— Requirements —
Please convert the entries below, between the lines holding "white banner, one" and "(1041, 212)", inclusive, into a two-column CSV with the columns entry_text and answer. Give one row per entry, with each field in quotes and any line breaks changed to spaces.

— Information provided —
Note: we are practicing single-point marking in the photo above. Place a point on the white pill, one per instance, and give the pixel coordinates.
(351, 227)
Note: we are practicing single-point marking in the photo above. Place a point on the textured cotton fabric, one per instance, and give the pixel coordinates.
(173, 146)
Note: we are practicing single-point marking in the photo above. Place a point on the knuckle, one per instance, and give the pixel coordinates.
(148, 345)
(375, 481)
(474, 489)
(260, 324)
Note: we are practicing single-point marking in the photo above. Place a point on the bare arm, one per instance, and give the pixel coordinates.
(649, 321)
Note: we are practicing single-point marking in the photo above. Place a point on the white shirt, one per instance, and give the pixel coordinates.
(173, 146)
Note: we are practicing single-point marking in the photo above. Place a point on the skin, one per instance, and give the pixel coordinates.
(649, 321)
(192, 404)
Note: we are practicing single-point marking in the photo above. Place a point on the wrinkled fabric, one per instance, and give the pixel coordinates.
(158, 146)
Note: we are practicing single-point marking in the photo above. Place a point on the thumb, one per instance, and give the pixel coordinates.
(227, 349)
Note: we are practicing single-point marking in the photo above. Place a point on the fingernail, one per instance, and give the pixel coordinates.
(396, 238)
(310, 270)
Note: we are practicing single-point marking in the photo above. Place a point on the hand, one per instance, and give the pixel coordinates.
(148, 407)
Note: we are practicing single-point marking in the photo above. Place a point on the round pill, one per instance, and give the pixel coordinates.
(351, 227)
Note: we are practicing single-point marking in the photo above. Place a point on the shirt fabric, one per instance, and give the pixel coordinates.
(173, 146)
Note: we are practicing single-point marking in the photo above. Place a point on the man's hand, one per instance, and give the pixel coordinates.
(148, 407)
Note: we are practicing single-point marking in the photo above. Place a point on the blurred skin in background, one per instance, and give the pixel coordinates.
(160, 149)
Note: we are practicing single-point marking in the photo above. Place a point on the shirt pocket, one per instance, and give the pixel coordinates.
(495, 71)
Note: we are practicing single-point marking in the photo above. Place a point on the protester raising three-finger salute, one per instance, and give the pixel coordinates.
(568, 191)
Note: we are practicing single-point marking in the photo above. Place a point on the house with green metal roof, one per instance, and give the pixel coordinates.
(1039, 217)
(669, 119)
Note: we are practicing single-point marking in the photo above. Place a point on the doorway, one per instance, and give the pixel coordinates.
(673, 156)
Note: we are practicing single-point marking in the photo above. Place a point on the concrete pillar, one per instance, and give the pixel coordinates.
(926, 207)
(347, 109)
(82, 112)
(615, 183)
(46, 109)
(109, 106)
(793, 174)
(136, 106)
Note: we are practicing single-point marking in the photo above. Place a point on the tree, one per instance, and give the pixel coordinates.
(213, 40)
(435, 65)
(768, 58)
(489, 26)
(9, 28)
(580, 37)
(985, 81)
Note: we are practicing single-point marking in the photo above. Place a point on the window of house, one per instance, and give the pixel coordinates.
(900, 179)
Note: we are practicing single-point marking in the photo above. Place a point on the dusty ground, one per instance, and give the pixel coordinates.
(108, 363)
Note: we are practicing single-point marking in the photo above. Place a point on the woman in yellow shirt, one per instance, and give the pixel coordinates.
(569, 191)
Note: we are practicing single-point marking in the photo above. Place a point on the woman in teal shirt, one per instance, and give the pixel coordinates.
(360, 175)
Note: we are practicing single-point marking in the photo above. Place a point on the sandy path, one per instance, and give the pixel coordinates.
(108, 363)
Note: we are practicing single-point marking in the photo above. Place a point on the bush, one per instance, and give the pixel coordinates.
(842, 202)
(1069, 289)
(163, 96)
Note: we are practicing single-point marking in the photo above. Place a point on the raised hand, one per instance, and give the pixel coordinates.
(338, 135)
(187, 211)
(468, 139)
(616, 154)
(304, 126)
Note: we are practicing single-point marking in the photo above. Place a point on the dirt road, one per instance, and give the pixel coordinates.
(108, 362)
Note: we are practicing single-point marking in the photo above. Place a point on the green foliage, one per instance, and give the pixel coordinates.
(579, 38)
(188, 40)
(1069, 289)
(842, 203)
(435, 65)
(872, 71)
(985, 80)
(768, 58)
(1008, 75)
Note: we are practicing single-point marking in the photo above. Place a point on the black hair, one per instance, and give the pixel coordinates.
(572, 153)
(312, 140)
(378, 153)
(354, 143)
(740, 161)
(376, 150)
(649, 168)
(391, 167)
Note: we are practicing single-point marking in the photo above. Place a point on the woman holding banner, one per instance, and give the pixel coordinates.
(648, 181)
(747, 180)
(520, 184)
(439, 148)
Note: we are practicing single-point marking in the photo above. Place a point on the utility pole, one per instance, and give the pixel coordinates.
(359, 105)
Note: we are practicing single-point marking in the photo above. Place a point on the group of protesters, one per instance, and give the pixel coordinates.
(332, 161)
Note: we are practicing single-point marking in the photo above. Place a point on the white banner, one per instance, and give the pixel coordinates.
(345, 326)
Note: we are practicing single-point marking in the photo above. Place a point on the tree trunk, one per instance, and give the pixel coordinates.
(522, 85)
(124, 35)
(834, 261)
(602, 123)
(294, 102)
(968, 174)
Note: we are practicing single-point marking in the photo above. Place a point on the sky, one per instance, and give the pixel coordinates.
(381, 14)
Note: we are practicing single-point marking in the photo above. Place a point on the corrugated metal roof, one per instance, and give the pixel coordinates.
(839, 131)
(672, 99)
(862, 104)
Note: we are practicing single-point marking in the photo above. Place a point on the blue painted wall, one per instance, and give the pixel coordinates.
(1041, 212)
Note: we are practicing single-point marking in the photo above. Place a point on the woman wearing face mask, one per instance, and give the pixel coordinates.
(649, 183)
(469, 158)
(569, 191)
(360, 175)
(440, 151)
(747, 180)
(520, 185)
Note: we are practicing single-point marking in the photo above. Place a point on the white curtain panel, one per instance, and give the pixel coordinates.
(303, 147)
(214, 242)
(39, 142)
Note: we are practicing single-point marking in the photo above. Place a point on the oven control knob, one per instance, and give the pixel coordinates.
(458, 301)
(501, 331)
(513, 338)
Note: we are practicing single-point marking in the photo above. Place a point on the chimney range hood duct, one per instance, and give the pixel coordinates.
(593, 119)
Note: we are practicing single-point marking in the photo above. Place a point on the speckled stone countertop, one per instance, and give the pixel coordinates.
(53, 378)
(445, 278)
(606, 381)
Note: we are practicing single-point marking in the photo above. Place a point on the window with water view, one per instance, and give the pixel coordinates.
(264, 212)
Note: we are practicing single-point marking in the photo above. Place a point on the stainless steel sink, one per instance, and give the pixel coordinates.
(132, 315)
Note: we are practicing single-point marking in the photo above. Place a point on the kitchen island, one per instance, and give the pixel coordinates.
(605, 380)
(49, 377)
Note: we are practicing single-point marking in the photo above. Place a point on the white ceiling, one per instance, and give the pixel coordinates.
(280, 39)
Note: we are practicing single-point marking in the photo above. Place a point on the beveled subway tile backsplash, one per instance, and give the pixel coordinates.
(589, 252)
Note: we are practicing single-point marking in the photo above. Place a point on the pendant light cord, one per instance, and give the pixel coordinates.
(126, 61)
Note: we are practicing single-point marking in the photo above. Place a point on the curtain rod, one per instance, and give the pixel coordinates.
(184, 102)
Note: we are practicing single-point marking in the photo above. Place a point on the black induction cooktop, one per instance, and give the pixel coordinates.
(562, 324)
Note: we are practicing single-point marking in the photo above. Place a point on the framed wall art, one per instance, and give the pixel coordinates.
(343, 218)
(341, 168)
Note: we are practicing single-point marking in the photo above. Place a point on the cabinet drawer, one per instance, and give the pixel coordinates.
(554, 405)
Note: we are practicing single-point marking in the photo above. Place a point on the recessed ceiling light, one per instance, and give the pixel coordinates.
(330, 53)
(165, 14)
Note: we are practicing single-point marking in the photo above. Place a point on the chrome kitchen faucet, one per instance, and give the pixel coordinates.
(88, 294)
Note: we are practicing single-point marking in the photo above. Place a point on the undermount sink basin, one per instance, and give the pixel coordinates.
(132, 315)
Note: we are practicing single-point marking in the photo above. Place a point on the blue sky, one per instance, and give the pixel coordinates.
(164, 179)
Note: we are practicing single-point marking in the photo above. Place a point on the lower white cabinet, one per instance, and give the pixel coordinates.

— Response below —
entry_text,answer
"Note: we are practicing single-point marking in the photo above. Place a point on the white banner, one per instance, and give the pixel coordinates.","(345, 326)"
"Note: we are practicing single-point marking in the photo above. Place a point on the tree trunk, one per instance, and give the pixel coordinates.","(522, 85) (124, 35) (834, 261) (602, 123) (294, 102) (968, 174)"
"Note: we are practicing single-point marking in the photo above. Place a point on the sky, one per instance, and give the pixel coordinates.","(381, 14)"
"Note: we are practicing single-point marking in the photo above. Place a point on the corrugated metal roof, one per instance, and give the pixel coordinates.","(839, 131) (672, 99) (862, 104)"
"Note: we are practicing single-point marking in the photo above. Place a point on the blue painted wall, one per instance, and give the pixel coordinates.","(1041, 212)"